The input Block Start

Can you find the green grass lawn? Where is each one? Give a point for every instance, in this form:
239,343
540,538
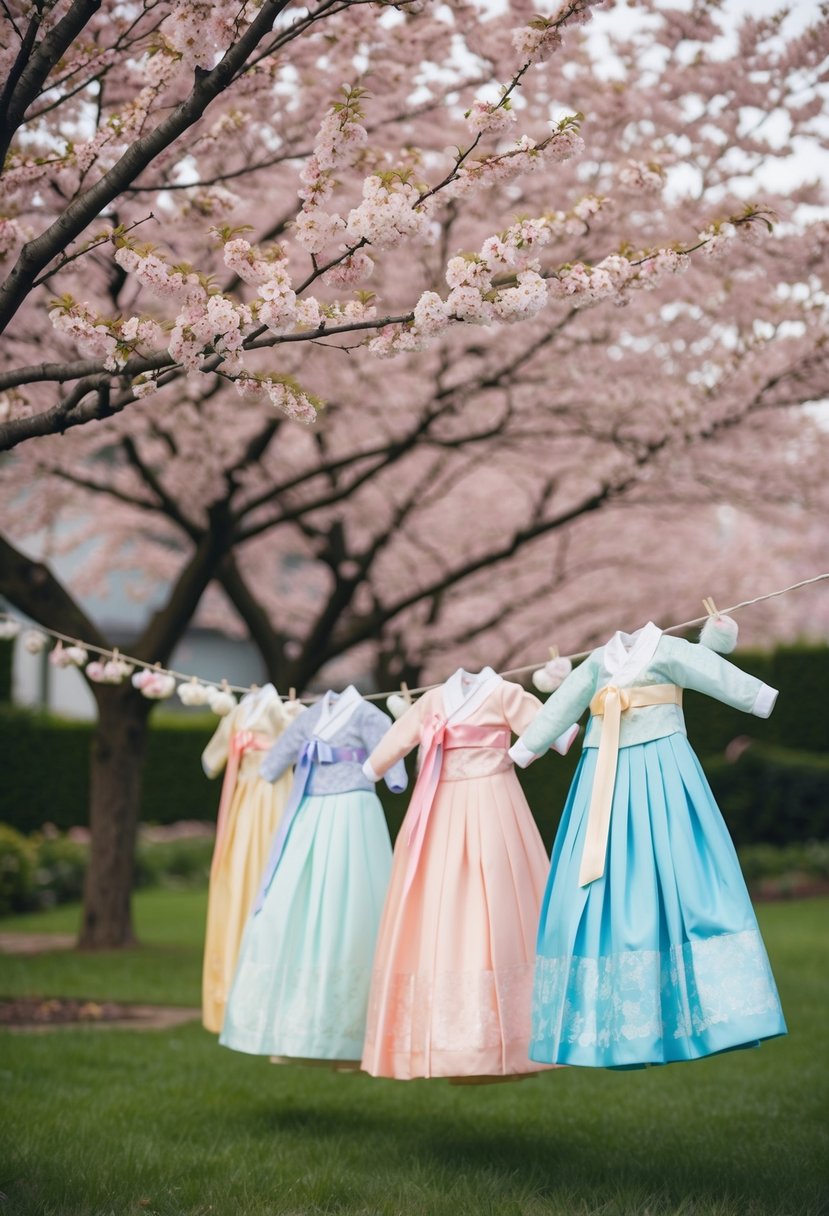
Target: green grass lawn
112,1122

The input Block End
The input Block Start

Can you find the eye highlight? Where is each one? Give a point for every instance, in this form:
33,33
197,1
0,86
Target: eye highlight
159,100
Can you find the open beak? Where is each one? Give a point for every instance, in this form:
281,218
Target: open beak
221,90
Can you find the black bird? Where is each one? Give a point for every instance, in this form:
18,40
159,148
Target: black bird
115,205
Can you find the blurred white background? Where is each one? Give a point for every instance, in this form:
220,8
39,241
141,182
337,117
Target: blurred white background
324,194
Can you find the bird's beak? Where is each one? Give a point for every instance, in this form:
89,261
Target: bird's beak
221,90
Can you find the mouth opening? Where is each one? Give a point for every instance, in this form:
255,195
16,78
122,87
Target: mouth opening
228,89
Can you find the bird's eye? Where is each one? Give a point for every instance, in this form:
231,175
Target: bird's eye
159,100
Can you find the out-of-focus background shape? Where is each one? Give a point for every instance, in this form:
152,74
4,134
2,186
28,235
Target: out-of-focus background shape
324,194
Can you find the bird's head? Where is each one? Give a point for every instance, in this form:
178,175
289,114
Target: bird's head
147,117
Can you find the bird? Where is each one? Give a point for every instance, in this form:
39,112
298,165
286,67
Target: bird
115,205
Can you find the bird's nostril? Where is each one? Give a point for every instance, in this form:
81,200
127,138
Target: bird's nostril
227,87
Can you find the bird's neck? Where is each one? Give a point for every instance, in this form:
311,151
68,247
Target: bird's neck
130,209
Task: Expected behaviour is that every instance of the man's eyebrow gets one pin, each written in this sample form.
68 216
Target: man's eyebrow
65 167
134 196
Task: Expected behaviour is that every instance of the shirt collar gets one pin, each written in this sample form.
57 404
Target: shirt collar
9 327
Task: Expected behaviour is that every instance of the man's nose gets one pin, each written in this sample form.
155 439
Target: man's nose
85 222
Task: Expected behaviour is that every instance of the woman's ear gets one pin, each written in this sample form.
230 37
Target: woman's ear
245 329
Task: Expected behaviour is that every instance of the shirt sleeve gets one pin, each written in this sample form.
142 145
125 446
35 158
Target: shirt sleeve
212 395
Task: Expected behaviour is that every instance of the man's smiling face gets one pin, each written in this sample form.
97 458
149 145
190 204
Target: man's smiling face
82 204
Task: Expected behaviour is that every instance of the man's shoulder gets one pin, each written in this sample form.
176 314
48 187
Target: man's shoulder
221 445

The input Block End
The input Block Start

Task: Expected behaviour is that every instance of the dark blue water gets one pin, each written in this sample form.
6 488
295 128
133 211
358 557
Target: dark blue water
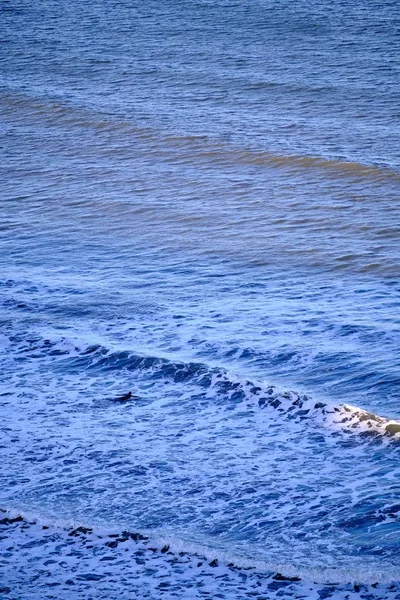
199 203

The input Block End

**Problem requirements:**
Tell how many lines of the data contain "written". Nothing but the number belongs in the reply.

**Output of the exercise:**
8